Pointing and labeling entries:
***

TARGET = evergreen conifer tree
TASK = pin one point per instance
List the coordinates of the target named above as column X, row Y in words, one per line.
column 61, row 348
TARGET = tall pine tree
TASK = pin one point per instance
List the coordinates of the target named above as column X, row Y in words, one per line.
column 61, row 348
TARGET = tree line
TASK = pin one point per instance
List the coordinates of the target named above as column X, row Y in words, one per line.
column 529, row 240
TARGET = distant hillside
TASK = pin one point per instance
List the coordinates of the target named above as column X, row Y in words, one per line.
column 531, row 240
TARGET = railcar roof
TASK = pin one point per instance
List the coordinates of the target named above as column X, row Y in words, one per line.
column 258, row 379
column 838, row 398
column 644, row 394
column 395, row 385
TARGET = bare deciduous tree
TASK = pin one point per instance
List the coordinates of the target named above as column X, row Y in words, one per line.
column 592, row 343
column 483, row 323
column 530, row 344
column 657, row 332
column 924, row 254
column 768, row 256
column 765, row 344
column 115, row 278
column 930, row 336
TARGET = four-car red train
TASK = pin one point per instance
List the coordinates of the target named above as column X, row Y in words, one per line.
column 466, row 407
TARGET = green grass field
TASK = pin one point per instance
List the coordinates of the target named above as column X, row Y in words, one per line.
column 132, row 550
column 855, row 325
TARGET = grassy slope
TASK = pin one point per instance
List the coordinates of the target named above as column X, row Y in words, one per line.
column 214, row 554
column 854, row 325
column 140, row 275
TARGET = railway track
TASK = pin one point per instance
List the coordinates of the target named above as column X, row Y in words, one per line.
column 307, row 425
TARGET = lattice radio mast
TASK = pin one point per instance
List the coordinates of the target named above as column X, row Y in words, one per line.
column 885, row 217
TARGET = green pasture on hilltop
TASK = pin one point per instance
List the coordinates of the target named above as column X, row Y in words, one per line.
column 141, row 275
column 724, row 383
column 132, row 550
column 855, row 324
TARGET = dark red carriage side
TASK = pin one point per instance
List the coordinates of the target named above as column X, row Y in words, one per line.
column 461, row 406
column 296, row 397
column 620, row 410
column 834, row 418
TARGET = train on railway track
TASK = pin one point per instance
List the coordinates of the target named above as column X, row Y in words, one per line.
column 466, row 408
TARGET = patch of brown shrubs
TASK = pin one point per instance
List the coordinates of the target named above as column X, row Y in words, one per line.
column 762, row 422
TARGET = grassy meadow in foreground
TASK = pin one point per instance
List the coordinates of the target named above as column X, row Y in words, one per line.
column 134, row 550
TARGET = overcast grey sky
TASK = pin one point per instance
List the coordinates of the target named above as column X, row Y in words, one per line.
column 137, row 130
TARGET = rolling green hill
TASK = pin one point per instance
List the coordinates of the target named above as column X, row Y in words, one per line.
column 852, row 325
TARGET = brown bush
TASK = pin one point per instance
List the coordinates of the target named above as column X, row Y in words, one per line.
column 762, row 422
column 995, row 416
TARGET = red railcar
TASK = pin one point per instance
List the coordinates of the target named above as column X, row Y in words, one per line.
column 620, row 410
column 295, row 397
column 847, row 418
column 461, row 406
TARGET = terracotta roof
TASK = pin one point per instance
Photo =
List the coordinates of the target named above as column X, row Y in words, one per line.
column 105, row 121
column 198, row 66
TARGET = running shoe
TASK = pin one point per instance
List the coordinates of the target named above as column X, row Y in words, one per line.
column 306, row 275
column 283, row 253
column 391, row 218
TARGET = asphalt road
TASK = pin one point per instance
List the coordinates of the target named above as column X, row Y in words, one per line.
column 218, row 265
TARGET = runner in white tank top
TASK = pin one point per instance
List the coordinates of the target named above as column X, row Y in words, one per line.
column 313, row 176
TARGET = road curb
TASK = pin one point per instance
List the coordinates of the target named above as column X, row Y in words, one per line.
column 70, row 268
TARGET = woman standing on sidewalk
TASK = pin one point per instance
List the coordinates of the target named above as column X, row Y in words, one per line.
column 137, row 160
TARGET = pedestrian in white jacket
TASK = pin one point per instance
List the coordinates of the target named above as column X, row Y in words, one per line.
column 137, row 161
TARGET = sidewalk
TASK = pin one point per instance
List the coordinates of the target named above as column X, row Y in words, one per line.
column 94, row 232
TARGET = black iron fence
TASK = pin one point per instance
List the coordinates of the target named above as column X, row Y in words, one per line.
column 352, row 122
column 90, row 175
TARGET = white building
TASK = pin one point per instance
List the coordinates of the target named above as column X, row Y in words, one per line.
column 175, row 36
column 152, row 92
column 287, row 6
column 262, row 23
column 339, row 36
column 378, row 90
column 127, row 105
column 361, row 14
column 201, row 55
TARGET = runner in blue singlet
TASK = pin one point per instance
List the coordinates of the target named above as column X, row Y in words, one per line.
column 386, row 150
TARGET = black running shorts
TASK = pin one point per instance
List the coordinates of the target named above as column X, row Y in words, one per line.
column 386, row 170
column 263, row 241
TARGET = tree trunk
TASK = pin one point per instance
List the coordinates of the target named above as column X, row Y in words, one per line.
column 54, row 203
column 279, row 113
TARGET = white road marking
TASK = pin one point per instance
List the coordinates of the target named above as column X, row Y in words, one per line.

***

What you are asked to do. Arrange the data as a Markdown table with the columns No. and Line, beginning at the line that has "TARGET = tall pine tree" and stopping after the line that has "column 855, row 325". Number the lines in order and leave out any blank ones.

The reply.
| No. | Line |
|---|---|
| 1 | TARGET = tall pine tree |
| 2 | TASK = pin one point per instance |
| 3 | List the coordinates of the target named above as column X, row Y in words, one per line. |
| 4 | column 61, row 348 |
| 5 | TARGET = tree line |
| 6 | TASK = pin one point per instance |
| 7 | List the coordinates of the target named above as column X, row Y in words, one per line. |
| 8 | column 529, row 240 |
| 9 | TARGET = distant hillside |
| 10 | TASK = pin one point per instance |
| 11 | List the coordinates of the target named above as column X, row Y in words, one per line. |
| 12 | column 531, row 240 |
| 13 | TARGET = railcar roof |
| 14 | TASK = pin one point per instance |
| 15 | List the coordinates of the target named above as column X, row Y in words, one per line. |
| 16 | column 258, row 379 |
| 17 | column 838, row 398 |
| 18 | column 644, row 394 |
| 19 | column 395, row 385 |
| 20 | TARGET = bare deciduous tree |
| 21 | TASK = pin one point per instance |
| 22 | List the coordinates of the target named above as column X, row Y in words, one per line. |
| 23 | column 592, row 343 |
| 24 | column 483, row 323 |
| 25 | column 530, row 344 |
| 26 | column 657, row 332 |
| 27 | column 924, row 254 |
| 28 | column 768, row 256 |
| 29 | column 765, row 344 |
| 30 | column 115, row 278 |
| 31 | column 930, row 336 |
| 32 | TARGET = four-car red train |
| 33 | TASK = pin one point per instance |
| 34 | List the coordinates of the target named above as column X, row Y in words, one per line. |
| 35 | column 466, row 407 |
| 36 | TARGET = green grass field |
| 37 | TASK = pin one point per instance |
| 38 | List the coordinates of the target named above as column X, row Y in words, one per line. |
| 39 | column 132, row 550 |
| 40 | column 855, row 325 |